**Selected text:**
Start of Block

Problem #2) Since the film favors the power of thought over, say, math & real-world physics, it tends to get a little hippy-dippy. No matter how much I might want to walk on water, it's just not possible (unless water is frozen, of course). I think the recent news stories about people being burned at a fire-walking seminar prove this - I just knew that was a scam, somehow. Some of the "scientists" here include a chiropractor (more junk science) and someone who channels.
Problem #3) It also includes some "scientists" ready to give their views on religion, which is akin to your high-school math teacher trying to teach an English class. I was glad to hear that some of these science folk seem to be agnostics, or they believe in a God that cannot be defined by human terms or the rules of organized religion (which were written by MEN long ago, for archaic reasons). I have to agree with the guy who says that anyone who states what God wants or thinks is committing blasphemy of a sort. Why can't we just keep this a mystery until we need to? Because it keeps the masses in line, apparently, and prevents chaos while it promotes ignorance.
All that being said, how much of our reality is real, and how much is perception? People once believed that the world was flat, or that a god carried the sun across the sky in a chariot each day. People were wrong then, and filled in their knowledge gaps with guesses - how do we know that we're not doing the same thing? Evolution, the big bang, there are still big holes in those theories (not as big as the ones in creationism, but still...)

End of Block

**Data for analysis:**
Start of Block

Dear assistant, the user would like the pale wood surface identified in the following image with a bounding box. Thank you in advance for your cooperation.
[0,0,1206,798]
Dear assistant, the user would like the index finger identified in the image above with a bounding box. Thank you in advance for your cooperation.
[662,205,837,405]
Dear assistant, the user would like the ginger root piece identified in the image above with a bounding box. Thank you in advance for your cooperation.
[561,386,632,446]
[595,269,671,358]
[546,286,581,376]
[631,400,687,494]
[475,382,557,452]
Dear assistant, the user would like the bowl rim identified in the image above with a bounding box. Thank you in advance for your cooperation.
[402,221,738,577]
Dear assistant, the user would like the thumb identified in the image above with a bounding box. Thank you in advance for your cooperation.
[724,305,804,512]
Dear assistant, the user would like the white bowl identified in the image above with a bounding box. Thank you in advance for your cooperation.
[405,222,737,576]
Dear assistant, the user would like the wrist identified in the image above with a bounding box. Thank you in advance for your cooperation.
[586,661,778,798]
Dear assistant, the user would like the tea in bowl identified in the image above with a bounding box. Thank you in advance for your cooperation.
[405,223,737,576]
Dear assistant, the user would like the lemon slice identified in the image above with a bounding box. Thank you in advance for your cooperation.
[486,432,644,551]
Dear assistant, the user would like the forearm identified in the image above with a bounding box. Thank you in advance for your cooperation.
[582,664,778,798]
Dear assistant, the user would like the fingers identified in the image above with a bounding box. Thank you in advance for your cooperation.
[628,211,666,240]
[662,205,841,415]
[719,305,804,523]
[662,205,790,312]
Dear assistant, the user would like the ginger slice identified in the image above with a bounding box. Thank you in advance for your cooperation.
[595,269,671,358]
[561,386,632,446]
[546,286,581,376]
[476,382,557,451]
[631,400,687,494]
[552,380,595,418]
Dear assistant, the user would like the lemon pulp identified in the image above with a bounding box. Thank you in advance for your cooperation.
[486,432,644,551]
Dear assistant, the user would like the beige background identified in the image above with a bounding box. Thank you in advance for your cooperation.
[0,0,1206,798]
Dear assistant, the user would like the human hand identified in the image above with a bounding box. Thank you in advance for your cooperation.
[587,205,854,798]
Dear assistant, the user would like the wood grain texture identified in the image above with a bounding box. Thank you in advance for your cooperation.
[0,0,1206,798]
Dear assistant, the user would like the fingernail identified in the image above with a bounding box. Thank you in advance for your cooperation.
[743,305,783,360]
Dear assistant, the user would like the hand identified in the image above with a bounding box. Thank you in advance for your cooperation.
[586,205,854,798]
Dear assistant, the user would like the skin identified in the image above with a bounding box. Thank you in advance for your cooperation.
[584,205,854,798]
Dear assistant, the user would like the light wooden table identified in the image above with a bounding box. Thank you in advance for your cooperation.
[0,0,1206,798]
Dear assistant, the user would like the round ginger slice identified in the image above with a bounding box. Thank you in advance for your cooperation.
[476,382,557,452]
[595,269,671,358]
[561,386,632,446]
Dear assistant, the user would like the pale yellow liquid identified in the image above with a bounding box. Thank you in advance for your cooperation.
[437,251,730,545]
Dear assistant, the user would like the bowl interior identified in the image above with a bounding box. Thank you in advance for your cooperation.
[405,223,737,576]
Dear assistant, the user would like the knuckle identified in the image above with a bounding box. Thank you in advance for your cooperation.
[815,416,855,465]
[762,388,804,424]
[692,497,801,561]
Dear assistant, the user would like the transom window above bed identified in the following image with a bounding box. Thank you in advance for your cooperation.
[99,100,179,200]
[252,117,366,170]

End of Block

**Action item A:** According to the film review, why does the film tend to get "a little hippy-dippy"? Answer in one to three sentences.
**Action item B:** Write the next part of the film review, picking up after its final sentence.
The material has no connection to the film review.

**Exercise result A:** The film tends to get hippy-dippy because it favors the power of thought over math and real-world physics.

**Exercise result B:**
How did we come to achieve awareness, is it just a by-product of evolution? How did our cells know to come together to create the conscious beings we are? What is consciousness? Is it just a bunch of neurons firing in a particular way? Or, as Kurt Vonnegut suggested, are we all just bags of chemicals walking around? As this film suggests, are our emotions just chemical reactions, along with our addictions? Make up your mind, hippie scientists, are we spiritual beings, or chemical factories?
To illustrate the scientific concepts, there are scenes of everyday life in this film, showing a woman struggling for the meaning of reality. But I often found a disconnect between the scenes and the concepts - what does a woman drawing hearts on her body, or yelling at herself in the mirror have to do with anything? Besides, the world is not your personal holodeck, nor is it The Matrix.
Here's what I think the true takeaway should be - the best advice I can draw from the film is the stuff that any good therapist would tell you. Life is short, so try and enjoy it. Do the things that make you happy, but if things aren't going the way you'd like, try to make some positive steps to improve your situation. Accept the things you cannot change, etc. etc. Be excellent to each other. Oh, and don't invite a neurotic photographer on anxiety medication to your wedding and let her drink, because things are bound to get weird. And if you eat at P.J. Clarke's, try the walnut fudge brownie, it's really wonderful.
Synchronicity comes from seeing some of the filming locations, and recognizing places I've been. I spotted the Goose Hollow train station in Portland, OR - right near an animation studio that I've worked for and visited twice. And one expert was being interviewed right in front of the Palace of Art in San Francisco, which I just photographed last month.
Starring Marlee Matlin, with cameos from Elaine Hendrix, John Ross Bowie, Barry Newman, Armin Shimerman.